Exercise prompt:
Answer these questions from the Tommy Aspden page below.
(a) In what place did Aspden die?
(b) For which club did he play in the Football League?
(c) What was his father's job?

Page extract:
------------

Tommy Aspden

Personal information
- Full name: Thomas Eccles Aspden
- Date of birth: 27 December 1880
- Place of birth: Liverpool, England
- Date of death: 17 February 1959 (aged 78)
- Place of death: Fleetwood, England
- Height: 5 ft 8+3⁄4 in (1.75 m)
- Position(s): Winger

Senior career*
- Years: Team / Apps / (Gls)
- 190?–1902: Preston North End / 0 / (0)
- 1902–1903: Kettering
- 1903–1904: Burnley / 29 / (4)
- 1904–1905: Brighton & Hove Albion / 7 / (0)
- 1905–1906: Oldham Athletic

= Tommy Aspden =

English footballer (1880–1959)

Thomas Eccles Aspden (27 December 1880 – 17 February 1959) was an English professional footballer who played as a winger in the Football League for Burnley. He was on the books of Preston North End without appearing for their first team, played Southern League football for Kettering and Brighton & Hove Albion, and was briefly attached to Oldham Athletic.

==Life and career==

Aspden was born in 1880 in Liverpool, the son of Robert Aspden, a train driver, and his wife Sarah. By the time of the 1891 Census, his father had died, and the family were living in Preston, Lancashire, where his mother was landlady of the Cross Keys pub.

------------

Data segment:
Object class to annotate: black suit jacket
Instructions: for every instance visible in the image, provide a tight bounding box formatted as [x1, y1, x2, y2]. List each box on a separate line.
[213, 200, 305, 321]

------------

Result below:
(a) Fleetwood, England
(b) Burnley
(c) Train driver